→ **JOB A**
In the records, begin at the line that contains "If you don't mind, please find the hockey player" and stop after the line that contains "214 344 259 391". Format those lines as a JSON list of strings, with one string per line and blank lines left out.

→ **PAGE EXTRACT**
-- Start --

Businesses that invoice clients can assign unpaid invoices to a factoring company to get fast cash. For a fee, the factoring company advances a portion of the invoice value to the business. The factoring company then collects payment from the invoiced client and sends the business the remaining invoice balance. That’s how invoice factoring works.
BlueVine is the best invoice factoring company available for small business owners. It offers an online application, has low minimum requirements, and can factor up to $5 million per month.
5 Steps to Factoring an Invoice
With invoice factoring, your account receivables (invoices) due within 90 days are sold to a third party. It’s a quick and easy immediate cash source. You’ll receive an initial advance of approximately 80% of your invoice upfront. Once your customer pays the invoice, you’ll receive the remaining 20% (minus fees).
The five steps in invoice factoring are invoice your client, sell and assign the invoice to a factor, factor issues an advance on the invoice, client pays the factor, and factor forwards you the remaining balance (minus fees).
1. Invoice Your Client
Once you have provided products or services to your business-to-business (B2B) or business-to-government (B2G) customer, you issue an invoice for them to pay you. To qualify for small business invoice factoring, these invoices must be payable within 90 days by the account debtor.
2. Sell & Assign the Invoice to a Factor
Before being able to receive factoring financing, you will need to find a factoring company you want to work with and then go through the application process. The factor will determine if you meet the eligibility criteria to receive financing and conduct due diligence on the customers you’re invoicing to see if they are good credit risks. There are several common invoice factoring mistakes to avoid at this step.
If the factor approves your business based on that research, you and the factor will sign a factoring agreement. The agreement will set an initial maximum dollar amount that you can borrow, which is the maximum factored amount outstanding. Ensuring that customers pay on time and are creditworthy is one of the best ways to improve an invoice factoring application.
3. Factor Issues an Advance on the Invoice
After submitting your invoices, the factor gives you an initial advance based on the agreed-upon advance rate. The advance rate is around 80% of the value of the factored invoice, known as the borrowing base. The amount of your advance depends on the size of your transaction, your industry, and other risk parameters.
The factor may also send out a “notice of assignment” to the clients you have factored, or it may ask you to do so. The notice of assignment states that your company has assigned the factor as the entity to receive future payments for invoices you issue it. All payments will go to a lockbox account, such as a designated account for the factored invoices to be paid, which is set up by the factor.
Some industries are more accustomed to invoice factoring than others. Trucking and shipping companies use freight factoring and, in industries like construction, factoring is common. In industries where factoring is common, telling a client you’ve assigned their invoice might not be a problem. If factoring isn’t common in your industry, you might benefit from invoice financing, which doesn’t require invoice assignments.

-- End --

→ **JOB B**
Answer these questions from the invoice factoring text:
(i) Up to what amount per month can BlueVine factor?
(ii) Within how many days must invoices be payable by the account debtor to qualify for small business invoice factoring?
(iii) Around what percentage of the factored invoice's value is the advance rate?

→ **EXTRACTED RECORDS**
-- Start --

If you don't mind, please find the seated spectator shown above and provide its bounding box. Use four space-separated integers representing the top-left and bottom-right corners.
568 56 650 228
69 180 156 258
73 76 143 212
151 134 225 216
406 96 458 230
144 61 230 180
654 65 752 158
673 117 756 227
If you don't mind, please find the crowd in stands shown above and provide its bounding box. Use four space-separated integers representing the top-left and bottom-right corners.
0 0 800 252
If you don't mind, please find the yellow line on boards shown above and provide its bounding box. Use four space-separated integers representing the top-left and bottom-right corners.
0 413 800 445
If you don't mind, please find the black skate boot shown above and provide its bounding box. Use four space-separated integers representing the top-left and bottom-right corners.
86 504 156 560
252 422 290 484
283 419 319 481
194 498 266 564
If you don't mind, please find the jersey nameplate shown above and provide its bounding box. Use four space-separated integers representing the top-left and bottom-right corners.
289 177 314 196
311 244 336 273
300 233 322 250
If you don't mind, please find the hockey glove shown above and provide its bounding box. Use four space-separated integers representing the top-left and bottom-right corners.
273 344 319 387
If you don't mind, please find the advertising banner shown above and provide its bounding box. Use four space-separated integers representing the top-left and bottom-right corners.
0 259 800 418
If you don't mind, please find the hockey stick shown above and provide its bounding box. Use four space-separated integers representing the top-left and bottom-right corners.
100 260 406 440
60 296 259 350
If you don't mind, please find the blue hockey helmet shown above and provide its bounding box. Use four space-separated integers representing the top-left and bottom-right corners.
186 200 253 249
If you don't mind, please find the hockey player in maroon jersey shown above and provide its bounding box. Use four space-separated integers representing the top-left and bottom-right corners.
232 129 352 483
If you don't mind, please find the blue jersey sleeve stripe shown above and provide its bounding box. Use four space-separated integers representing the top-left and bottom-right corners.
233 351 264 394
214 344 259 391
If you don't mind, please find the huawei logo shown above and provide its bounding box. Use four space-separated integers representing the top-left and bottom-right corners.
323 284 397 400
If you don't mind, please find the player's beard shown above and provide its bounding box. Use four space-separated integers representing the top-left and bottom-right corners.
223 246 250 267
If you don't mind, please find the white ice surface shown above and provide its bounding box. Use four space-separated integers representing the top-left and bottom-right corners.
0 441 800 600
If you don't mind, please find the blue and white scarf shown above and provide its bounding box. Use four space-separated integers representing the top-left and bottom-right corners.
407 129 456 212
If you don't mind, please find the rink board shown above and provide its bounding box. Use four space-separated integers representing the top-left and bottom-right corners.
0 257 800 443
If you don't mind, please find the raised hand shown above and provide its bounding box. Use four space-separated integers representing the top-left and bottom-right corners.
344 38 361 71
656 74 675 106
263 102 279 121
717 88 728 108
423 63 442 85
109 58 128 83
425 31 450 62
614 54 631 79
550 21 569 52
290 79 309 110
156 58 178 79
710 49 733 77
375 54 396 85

-- End --

→ **WORKED SOLUTION A**
[
  "If you don't mind, please find the hockey player in maroon jersey shown above and provide its bounding box. Use four space-separated integers representing the top-left and bottom-right corners.",
  "232 129 352 483",
  "If you don't mind, please find the blue jersey sleeve stripe shown above and provide its bounding box. Use four space-separated integers representing the top-left and bottom-right corners.",
  "233 351 264 394",
  "214 344 259 391"
]

→ **WORKED SOLUTION B**
(i) $5 million
(ii) 90 days
(iii) Around 80%